PAGE EXCERPT
>>>>>
The Graduate: ‘It's Like I Was Playing Some Kind of Game, But the Rules Don't Make Any Sense to Me’

Anne Bancroft and Dustin Hoffman in The Graduate 1967

Mrs. Robinson: Do you find me undesirable?
Benjamin: Oh no, Mrs. Robinson. I think, I think you're the most attractive of all my parents' friends. I mean that.

The Graduate’ is a 1967 movie that stars Dustin Hoffman as Benjamin Braddock, a college graduate who is uncertain about his future. He feels distant from the values and aspirations of his parents’ generation, and yet he’s not sure what he’s doing or where he’s going. It’s a film about alienation and ennui. And it still resonates today, as young people endeavour to preserve a sense of identity and independence in the face of convention and tradition; materialism and the need to make a living.

'Ladies and gentlemen, we are about to begin our descent into Los Angeles. The sound you just heard is the landing gear locking into place. Los Angeles' weather is clear, temperature is 72.'

‘The Graduate’ opens with 21 year-old Benjamin on a plane home to Los Angeles, returning from college in the east. The credits roll and we hear the haunting harmonies of Simon & Garfunkel’s ‘The Sound of Silence.’ 

‘And in the naked light I saw ten thousand people, maybe more.
People talking without speaking, people hearing without listening.
People writing songs that voices never shared, no one dared disturb the sound of silence.’
Simon & Garfunkel, ‘
The Sound of Silence.’ (P Simon)

With neat hair and wearing a suit and tie, Benjamin looks nervous, reflective, a little confused, as he stands on the travelator at LAX, passing white-tiled walls, accompanied by a repeated safety announcement.

‘Please hold the handrail and stand to the right. If you wish to pass, please do so on the left.’

He retrieves his single suitcase from the luggage carousel and exits the airport. Next we see him in his upstairs bedroom at his parents’ smart Pasadena home. Lying with his head next to the aquarium tank, he stares blankly ahead. Downstairs his parents and their friends have gathered to celebrate his graduation. His father comes up to chivvy him along.

Dustin Hoffman in The Graduate. Photo Courtesy of Embassy Pictures

Mr. Braddock: Hey. What's the matter? The guests are all downstairs, Ben, waiting to see you.
Benjamin: Look, Dad, could you explain to them that I have to be alone for a while?
Mr. Braddock: These are all our good friends, Ben. Most of them have known you since, well, practically since you were born. What is it, Ben?
Benjamin: I'm just...
Mr. Braddock: Worried?
Benjamin: Well...
Mr. Braddock: About what?
Benjamin: I guess about my future.
Mr. Braddock: What about it?
Benjamin: I don't know... I want it to be...
Mr. Braddock: To be what?
Benjamin: ... Different.

Eventually Benjamin sallies forth and is greeted with a series of congratulations, pats on the back and affectionate kisses. A middle-aged man puts his arm over his shoulder and takes him to one side.

Mr. McGuire: I just want to say one word to you. Just one word.
Benjamin: Yes, sir.
Mr. McGuire: Are you listening?
Benjamin: Yes, I am.
Mr. McGuire: Plastics.
<<<<<
Lines of data
>>>>>
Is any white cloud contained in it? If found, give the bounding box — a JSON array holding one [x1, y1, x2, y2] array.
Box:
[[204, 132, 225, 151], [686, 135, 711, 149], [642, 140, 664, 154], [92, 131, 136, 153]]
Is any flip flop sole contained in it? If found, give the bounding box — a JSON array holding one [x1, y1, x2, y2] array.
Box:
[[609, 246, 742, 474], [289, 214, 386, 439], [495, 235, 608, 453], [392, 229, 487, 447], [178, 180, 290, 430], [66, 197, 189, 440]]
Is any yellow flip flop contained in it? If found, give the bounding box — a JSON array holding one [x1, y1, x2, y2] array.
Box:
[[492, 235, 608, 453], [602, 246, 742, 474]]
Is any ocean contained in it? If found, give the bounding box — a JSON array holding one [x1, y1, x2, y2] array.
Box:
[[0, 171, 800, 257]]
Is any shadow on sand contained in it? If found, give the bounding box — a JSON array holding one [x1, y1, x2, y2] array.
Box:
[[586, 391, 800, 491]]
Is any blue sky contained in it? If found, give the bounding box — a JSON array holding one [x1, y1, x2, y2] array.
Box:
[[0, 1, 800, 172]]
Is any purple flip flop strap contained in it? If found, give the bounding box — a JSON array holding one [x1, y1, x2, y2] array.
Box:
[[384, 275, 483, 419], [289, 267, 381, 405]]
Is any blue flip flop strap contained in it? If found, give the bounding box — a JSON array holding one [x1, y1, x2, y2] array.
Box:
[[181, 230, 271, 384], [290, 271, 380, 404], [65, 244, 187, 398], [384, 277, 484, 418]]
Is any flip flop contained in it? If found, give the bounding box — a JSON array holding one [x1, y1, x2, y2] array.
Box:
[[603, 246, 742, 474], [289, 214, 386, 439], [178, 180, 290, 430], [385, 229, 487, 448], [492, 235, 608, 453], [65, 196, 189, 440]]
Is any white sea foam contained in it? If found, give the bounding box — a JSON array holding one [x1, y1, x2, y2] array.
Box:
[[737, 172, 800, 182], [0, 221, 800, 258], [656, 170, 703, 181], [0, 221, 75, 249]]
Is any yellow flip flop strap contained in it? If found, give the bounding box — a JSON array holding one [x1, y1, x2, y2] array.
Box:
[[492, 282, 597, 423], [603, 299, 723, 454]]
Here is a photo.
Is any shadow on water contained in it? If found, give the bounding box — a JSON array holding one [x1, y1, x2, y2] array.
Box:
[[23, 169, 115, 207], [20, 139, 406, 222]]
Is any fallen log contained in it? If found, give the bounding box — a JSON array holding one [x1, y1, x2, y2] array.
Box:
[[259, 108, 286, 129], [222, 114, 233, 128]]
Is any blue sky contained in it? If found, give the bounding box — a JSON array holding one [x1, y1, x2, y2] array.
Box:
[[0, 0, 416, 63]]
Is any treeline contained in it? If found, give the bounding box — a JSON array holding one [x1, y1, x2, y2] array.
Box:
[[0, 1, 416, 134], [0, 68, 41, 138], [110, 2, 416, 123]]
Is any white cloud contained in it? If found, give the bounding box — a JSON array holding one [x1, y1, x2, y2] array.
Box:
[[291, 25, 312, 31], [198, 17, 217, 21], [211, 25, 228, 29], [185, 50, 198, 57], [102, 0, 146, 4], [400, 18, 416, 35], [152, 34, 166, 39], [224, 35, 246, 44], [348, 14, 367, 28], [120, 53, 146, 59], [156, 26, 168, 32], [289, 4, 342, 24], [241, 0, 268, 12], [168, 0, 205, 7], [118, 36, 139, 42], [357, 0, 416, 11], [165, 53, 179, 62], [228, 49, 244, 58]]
<<<<<
WRITTEN TASKS
(a) In the records, could you substitute "gray cloud" for "white cloud" across the stretch from the start of the records through the line containing "131, 136, 153]]", keeping everything else the same?
(b) Could you pick up the article on The Graduate after its last line and carry it forward?

EXERCISE RESPONSES
(a)
Is any gray cloud contained in it? If found, give the bounding box — a JSON array holding one [x1, y1, x2, y2] array.
Box:
[[204, 132, 225, 151], [686, 135, 711, 149], [642, 140, 664, 154], [92, 131, 136, 153]]

(b)
Benjamin: Exactly how do you mean?
Mr. McGuire: There's a great future in plastics. Think about it. Will you think about it?

All at sea, Benjamin embarks on an affair with one of his parents’ friends. Mrs Robinson (played by Anne Bancroft) is glamorous, confident and droll. She is also bored, depressed and drinking too much. 

Benjamin: For God's sake, Mrs. Robinson. Here we are. You got me into your house. You give me a drink. You put on music. Now you start opening up your personal life to me and tell me your husband won't be home for hours.
Mrs. Robinson: So?
Benjamin: Mrs. Robinson, you're trying to seduce me!

We learn that when she was Benjamin’s age, Mrs Robinson had studied art at college. But having become pregnant by her student boyfriend, she found herself married and sentenced to a life of affluent tedium. And her cultural interests seemed suddenly entirely irrelevant.

Benjamin spends the summer drifting: secretly meeting Mrs Robinson in a bedroom at the Taft Hotel; driving around town in his red convertible Alfa Romeo Spider; floating on a lilo in his parents’ pool, an Olympia beer at his side. 

His father tries to rouse him to action.

Mr. Braddock: Ben, what are you doing?
Benjamin: Well, I would say that I'm just drifting. Here in the pool.
Mr. Braddock: Why?
Benjamin: Well, it's very comfortable just to drift here.
Mr. Braddock: Have you thought about graduate school?
Benjamin: No.
Mr. Braddock: Would you mind telling me then what those four years of college were for? What was the point of all that hard work?
Benjamin: You got me.

‘The Graduate’ is a fine movie: beautifully shot and crisply cut; wittily scripted and evocatively soundtracked. It established Hoffman as a star and director Mike Nichols as a new creative voice. It also gave us Anne Bancroft’s splendid portrayal of Mrs Robinson, a lost soul. 

We may recognise in Benjamin’s delusion and apathy something from our own youth: the concern that society’s values do not chime with ours; the discovery that the commercial and corporate worlds have little in common with the high-minded realms of academia; the fear that there are no fulfilling roles and opportunities available to us.

‘It's like I was playing some kind of game, but the rules don't make any sense to me. They're being made up by all the wrong people. I mean no one makes them up. They seem to make themselves up.’

Benjamin’s dilemma presents a challenge to present day leaders in the world of work: How do we motivate and inspire new generations? How do we give them a voice, recognise their difference and individuality? How do we convince them that it’s a game worth playing?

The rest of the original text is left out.